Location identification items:
━━━━━━━━━━
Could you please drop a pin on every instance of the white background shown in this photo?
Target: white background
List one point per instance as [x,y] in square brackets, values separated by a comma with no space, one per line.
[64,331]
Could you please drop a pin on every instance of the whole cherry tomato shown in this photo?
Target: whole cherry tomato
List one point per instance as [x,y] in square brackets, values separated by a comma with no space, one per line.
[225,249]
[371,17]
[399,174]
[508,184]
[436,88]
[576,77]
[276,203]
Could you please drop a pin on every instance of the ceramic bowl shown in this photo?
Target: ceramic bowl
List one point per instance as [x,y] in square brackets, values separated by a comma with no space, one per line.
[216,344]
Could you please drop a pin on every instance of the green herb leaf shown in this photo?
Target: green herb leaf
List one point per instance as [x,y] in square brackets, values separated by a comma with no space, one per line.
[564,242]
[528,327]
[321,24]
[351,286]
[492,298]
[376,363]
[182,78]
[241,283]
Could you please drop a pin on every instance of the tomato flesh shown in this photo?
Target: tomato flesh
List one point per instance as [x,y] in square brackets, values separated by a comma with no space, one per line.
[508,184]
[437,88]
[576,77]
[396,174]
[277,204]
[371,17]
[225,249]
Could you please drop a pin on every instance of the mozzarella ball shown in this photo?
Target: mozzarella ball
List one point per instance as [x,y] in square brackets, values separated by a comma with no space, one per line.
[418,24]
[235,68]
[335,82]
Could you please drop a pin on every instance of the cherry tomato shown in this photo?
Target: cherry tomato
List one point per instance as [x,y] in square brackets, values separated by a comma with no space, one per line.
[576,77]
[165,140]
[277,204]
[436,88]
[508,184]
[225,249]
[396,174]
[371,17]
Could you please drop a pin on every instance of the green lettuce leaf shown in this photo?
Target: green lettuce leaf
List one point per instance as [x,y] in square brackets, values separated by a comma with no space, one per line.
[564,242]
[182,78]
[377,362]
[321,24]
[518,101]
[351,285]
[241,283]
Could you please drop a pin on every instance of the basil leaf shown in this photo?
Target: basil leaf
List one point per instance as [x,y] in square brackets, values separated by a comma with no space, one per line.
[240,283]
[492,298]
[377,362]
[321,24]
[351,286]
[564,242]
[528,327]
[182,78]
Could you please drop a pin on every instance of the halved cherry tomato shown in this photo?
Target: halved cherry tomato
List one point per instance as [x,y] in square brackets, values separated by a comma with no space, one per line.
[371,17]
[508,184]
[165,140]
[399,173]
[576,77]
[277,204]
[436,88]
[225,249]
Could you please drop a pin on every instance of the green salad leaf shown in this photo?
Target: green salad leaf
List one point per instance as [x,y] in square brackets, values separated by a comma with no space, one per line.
━━━━━━━━━━
Your instructions - Make an exact copy of every entry.

Solution to this exercise -
Could you please drop a pin on every instance of the white background shown in this photo?
Target: white background
List one point per instance as [x,y] in square brackets, values separated by a comma with no space, one per line.
[64,331]
Could you please drop a pin on every instance of the whole cherry tomato shown in this photo?
Target: whole cherry tomato
List one point per instance as [x,y] in square brackets, values separated by a comma with no space, one per line.
[225,249]
[371,17]
[399,174]
[508,184]
[436,88]
[576,77]
[276,203]
Could you please drop a pin on every instance of the ceramic bowl shown in this photo?
Target: ceramic bowl
List one point per instance as [x,y] in square brackets, values separated by a comma with no space, one per line.
[216,344]
Could you please drop a pin on every instance of the green herb leaf shown in this photo?
Target: green herb leaf
List one point per instance as [x,y] in square brackets, values separated by a comma with no space, one per line.
[564,242]
[528,327]
[321,24]
[351,286]
[492,298]
[376,363]
[182,78]
[241,283]
Could you please drop a pin on every instance of the tomato flesh shown in this photo?
Target: tomato flesh
List one point per instance as [x,y] in square brackets, values separated by a comma with no space, one per line.
[508,184]
[437,88]
[576,77]
[396,174]
[277,204]
[371,17]
[225,249]
Could you please drop a pin on every instance of the mozzarella ball shown in this photo?
Target: mozzarella ball
List one point per instance as [x,y] in square brackets, values separated by a comma with no space, one per line.
[418,24]
[235,68]
[335,82]
Could you please drop a pin on every instance of the cherry tomato shown in this photo?
Target: cherry tomato
List one point per instance as [x,y] in square brackets, values separated by a comma with no space, one per line.
[576,77]
[165,140]
[277,204]
[436,88]
[508,184]
[225,249]
[396,174]
[371,17]
Could you please drop a pin on every instance of the green lettuce leaf shown in this photo?
Target: green lettuce leaf
List one point per instance as [x,y] in square brackets, values separated by a comma with no space, one per line.
[564,242]
[182,78]
[377,362]
[321,24]
[518,101]
[351,285]
[241,283]
Could you please drop a pin on every instance of the basil leaf shown in this photo?
Target: basil leaf
List one point per instance as [x,y] in square brackets, values separated by a comma with no space, one per line.
[240,283]
[492,298]
[377,362]
[321,24]
[351,286]
[564,242]
[528,327]
[182,78]
Could you please drop a pin on every instance of the halved cherry tomato shown in this photo?
Target: halved cherry tomato
List one point per instance as [x,y] in square brackets, values separated by a comma with no space, one per line.
[371,17]
[508,184]
[165,140]
[399,173]
[576,77]
[277,204]
[436,88]
[225,249]
Could you please drop a pin on every instance of the green salad leaf shown in this photo?
Target: green salad leaf
List one point per instance as [x,y] in square brackets, values separated by a comma with no space, one per line.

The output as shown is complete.